### [GIVEN TASK]
The data below needs to be returned exactly, line for line.

### [INPUT ROWS]
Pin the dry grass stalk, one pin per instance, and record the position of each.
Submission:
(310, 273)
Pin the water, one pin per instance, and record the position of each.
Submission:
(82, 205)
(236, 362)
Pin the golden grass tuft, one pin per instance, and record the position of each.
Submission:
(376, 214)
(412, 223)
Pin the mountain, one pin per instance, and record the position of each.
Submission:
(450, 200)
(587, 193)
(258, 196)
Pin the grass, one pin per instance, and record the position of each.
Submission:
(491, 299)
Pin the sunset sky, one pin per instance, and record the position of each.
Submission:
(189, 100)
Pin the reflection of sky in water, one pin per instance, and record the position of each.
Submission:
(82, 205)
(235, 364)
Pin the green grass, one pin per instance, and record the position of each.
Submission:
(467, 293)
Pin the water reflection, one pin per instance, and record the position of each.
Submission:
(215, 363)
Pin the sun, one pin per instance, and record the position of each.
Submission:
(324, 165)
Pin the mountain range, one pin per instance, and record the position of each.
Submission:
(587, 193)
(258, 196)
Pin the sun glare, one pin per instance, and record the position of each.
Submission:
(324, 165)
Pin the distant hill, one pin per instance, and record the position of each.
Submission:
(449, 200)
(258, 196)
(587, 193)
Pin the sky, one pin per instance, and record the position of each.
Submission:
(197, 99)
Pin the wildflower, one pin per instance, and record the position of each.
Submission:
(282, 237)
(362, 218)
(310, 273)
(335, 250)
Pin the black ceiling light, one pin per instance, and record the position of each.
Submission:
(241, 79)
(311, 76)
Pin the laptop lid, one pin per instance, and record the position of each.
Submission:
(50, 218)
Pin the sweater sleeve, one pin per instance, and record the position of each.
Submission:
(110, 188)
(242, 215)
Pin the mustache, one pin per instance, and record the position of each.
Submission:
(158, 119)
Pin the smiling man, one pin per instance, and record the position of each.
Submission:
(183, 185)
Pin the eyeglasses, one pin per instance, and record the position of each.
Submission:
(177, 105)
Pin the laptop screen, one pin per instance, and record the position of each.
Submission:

### [RESULT OF THIS TASK]
Pin the dry grass stalk, one pin per instance, and record the position of each.
Submission:
(310, 273)
Pin the water, one pin per instance, and record the position of each.
Submission:
(82, 205)
(236, 362)
Pin the golden grass tuft, one pin per instance, and record the position of each.
Submission:
(376, 214)
(412, 223)
Pin the mountain, one pin per instance, and record the position of each.
Submission:
(450, 200)
(587, 193)
(258, 196)
Pin the grass, one pin per instance, and record the position of each.
Submission:
(491, 299)
Pin the sunset sky, one pin per instance, and record the position of each.
Submission:
(189, 100)
Pin the reflection of sky in water, one pin per instance, and record the position of each.
Submission:
(82, 205)
(235, 364)
Pin the green grass, one pin per instance, and record the position of each.
Submission:
(467, 293)
Pin the water reflection, one pin per instance, and record the position of each.
Submission:
(215, 363)
Pin the sun, one pin per instance, and record the position of each.
Submission:
(324, 165)
Pin the mountain range, one pin per instance, and record the position of each.
Submission:
(587, 193)
(258, 196)
Pin the sun glare, one pin per instance, and record the position of each.
Submission:
(324, 165)
Pin the distant hill, one pin per instance, and record the position of each.
Submission:
(449, 200)
(258, 196)
(587, 193)
Pin the sky, one pin per instance, and record the position of each.
Submission:
(197, 99)
Pin the wildflower, one pin per instance, and record the position of each.
Submission:
(282, 237)
(362, 218)
(310, 273)
(335, 250)
Pin the black ceiling light, one pin per instance, and record the position of each.
Submission:
(241, 79)
(311, 76)
Pin the laptop lid, one pin per instance, and record the position of each.
Submission:
(50, 218)
Pin the sweater sleeve, one pin per instance, and record the position of each.
Submission:
(110, 188)
(242, 215)
Pin the mustache, one pin per instance, and record the position of each.
Submission:
(158, 119)
Pin the smiling man, one pin per instance, and record the position of each.
Submission:
(183, 185)
Pin the eyeglasses, one pin per instance, and record the position of each.
Submission:
(177, 105)
Pin the laptop screen, one pin per instance, and record the position of each.
Submission:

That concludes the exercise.